> _Activity list_:
1 - Reproduce the text of the forum post about the 5950X crashes between "so I recently" and "fine though. WTF?", inclusive.
2 - Answer these questions from the forum post about the 5950X crashes:
(a) Which motherboard is the 5950X installed on?
(b) What two PBO settings does the post say keep the machine stable?
(c) What power supply wattage did the writer move from, and to what?
3 - Continue the forum post about the 5950X crashes on the B450 Tomahawk from the point where it ends.

> _Selected passage_:
------------------------------------

Ok guys. Just a quick post here...
so I recently bought a 5950X for use on my B450 MSI Tomahawk motherboard. I figured everything should work ok. However, I've had multiple problems.
First problem was that the motherboard's default PBO setting (or "auto") seems to cause the machine to crash. I don't really know why since it should BE OFF BY DEFAULT but whatever. If you set the setting to disabled or configure PBO to use the motherboard defined power limits you'll be good to go.I don't really understand why this is. The motherboard is capable of supplying more power than the CPU needs but if you turn it on, or just leave it as "auto", the machine is unstable. Using motherboard power limits (which are very high) seems to work fine though. WTF?
The second more surprising problem is that enabling XMP with my super low latency memory causes random (if somewhat infrequent) crashes. What happens is the screen goes blank and the system won't respond to any attempts to reset. You have to turn off the power supply, wait a few seconds, then turn it back on. It's a nasty crash. This is also the symptom if PBO is set to auto, btw. Initially I thought this was power related since I was using a cheap 550W power supply. But upgrading to a 750W good power supply did nothing.

------------------------------------

> _Data listing_:
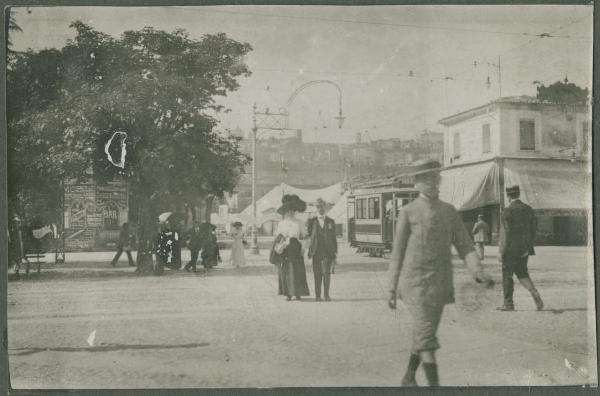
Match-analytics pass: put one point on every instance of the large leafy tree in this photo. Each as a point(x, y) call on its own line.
point(159, 88)
point(563, 92)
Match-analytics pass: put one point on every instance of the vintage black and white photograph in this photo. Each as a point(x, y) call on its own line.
point(262, 196)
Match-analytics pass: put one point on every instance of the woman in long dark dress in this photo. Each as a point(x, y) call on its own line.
point(287, 252)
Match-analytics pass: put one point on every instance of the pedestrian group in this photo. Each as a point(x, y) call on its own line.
point(420, 271)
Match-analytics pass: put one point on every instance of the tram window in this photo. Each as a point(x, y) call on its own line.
point(361, 208)
point(373, 208)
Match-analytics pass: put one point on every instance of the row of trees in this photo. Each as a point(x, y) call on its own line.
point(158, 87)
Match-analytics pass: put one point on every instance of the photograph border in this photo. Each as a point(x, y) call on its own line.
point(501, 390)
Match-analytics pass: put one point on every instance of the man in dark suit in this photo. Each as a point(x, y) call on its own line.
point(517, 236)
point(322, 249)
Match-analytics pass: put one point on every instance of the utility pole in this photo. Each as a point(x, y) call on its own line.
point(254, 244)
point(498, 67)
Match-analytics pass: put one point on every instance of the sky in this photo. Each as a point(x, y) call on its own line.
point(400, 69)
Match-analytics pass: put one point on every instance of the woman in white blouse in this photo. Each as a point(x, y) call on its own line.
point(287, 252)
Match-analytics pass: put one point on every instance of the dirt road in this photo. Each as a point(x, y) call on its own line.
point(87, 325)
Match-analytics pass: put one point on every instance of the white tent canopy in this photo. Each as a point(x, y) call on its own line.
point(271, 201)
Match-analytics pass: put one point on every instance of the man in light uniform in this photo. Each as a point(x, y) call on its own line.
point(421, 265)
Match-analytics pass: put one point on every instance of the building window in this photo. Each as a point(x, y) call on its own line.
point(585, 136)
point(456, 146)
point(527, 134)
point(485, 139)
point(373, 208)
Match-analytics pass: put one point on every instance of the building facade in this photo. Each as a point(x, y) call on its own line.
point(542, 147)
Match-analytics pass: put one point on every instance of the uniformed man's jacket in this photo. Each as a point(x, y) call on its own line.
point(421, 262)
point(517, 234)
point(481, 232)
point(329, 237)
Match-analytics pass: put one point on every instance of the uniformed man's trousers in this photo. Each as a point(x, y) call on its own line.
point(322, 273)
point(510, 266)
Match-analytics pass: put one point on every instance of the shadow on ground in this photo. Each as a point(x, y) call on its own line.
point(105, 348)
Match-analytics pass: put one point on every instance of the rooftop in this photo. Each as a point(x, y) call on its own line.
point(522, 99)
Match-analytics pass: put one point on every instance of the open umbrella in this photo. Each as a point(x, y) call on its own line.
point(163, 217)
point(171, 217)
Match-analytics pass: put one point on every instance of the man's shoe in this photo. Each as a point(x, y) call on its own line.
point(506, 308)
point(538, 301)
point(409, 381)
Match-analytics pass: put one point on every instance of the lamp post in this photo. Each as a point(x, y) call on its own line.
point(254, 244)
point(278, 122)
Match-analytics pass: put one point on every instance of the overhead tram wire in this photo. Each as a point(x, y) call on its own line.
point(539, 37)
point(390, 24)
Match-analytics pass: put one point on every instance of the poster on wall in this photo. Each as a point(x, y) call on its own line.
point(93, 214)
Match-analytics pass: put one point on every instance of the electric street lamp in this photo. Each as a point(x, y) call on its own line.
point(278, 122)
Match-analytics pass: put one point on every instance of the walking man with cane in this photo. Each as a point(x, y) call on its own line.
point(322, 249)
point(517, 236)
point(421, 265)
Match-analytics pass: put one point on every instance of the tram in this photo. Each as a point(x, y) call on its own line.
point(372, 214)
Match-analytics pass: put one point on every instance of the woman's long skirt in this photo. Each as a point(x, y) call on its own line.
point(292, 277)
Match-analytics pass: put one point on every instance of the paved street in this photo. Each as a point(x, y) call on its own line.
point(88, 325)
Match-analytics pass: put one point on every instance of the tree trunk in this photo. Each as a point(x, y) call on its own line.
point(146, 236)
point(208, 208)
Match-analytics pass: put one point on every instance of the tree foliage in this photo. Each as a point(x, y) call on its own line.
point(159, 88)
point(563, 92)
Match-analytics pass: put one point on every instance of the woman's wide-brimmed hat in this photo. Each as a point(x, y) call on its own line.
point(291, 202)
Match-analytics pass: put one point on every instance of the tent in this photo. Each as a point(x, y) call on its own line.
point(267, 205)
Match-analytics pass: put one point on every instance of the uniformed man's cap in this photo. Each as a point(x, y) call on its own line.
point(425, 166)
point(513, 190)
point(320, 203)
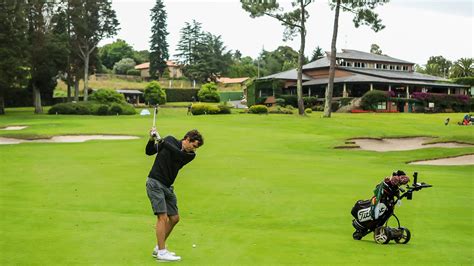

------------------------------------

> _Outputs by task_:
1 -
so I recently bought a 5950X for use on my B450 MSI Tomahawk motherboard. I figured everything should work ok. However, I've had multiple problems.
First problem was that the motherboard's default PBO setting (or "auto") seems to cause the machine to crash. I don't really know why since it should BE OFF BY DEFAULT but whatever. If you set the setting to disabled or configure PBO to use the motherboard defined power limits you'll be good to go.I don't really understand why this is. The motherboard is capable of supplying more power than the CPU needs but if you turn it on, or just leave it as "auto", the machine is unstable. Using motherboard power limits (which are very high) seems to work fine though. WTF?

2 -
(a) A B450 MSI Tomahawk.
(b) Setting PBO to disabled, or configuring it to use the motherboard-defined power limits.
(c) From a cheap 550W power supply to a good 750W one.

3 -
In any case the MSI Tomahawk website's supported memory list gives a clue as to what is happening here. The motherboard supports different memory depending on the generation. The Ryzen 5000 series only supports memory up to 2666Mhz speeds.. Which is weird.. but is a big clue that there's some issue with the motherbaord, the 5000 series and high speed memory.
In any case I'm now running my memory at 2666Mhz but with crazy low timings of 12-12-12-28 thanks to having 3200Mhz memory with 14-14-14-34 timings running at a lower bus speed. Memory timings are specified in clock cycles but the timings don't change with clock speed so the numbers can be brought down when the bus speed decreases. So far it's stable and it's been a while.
I'm putting this out there because it took a stupidly long amount of time to figure this out so hopefully it will show up if someone searches for it. The forums have some of this info but the forums also have a bad signal to noise ratio.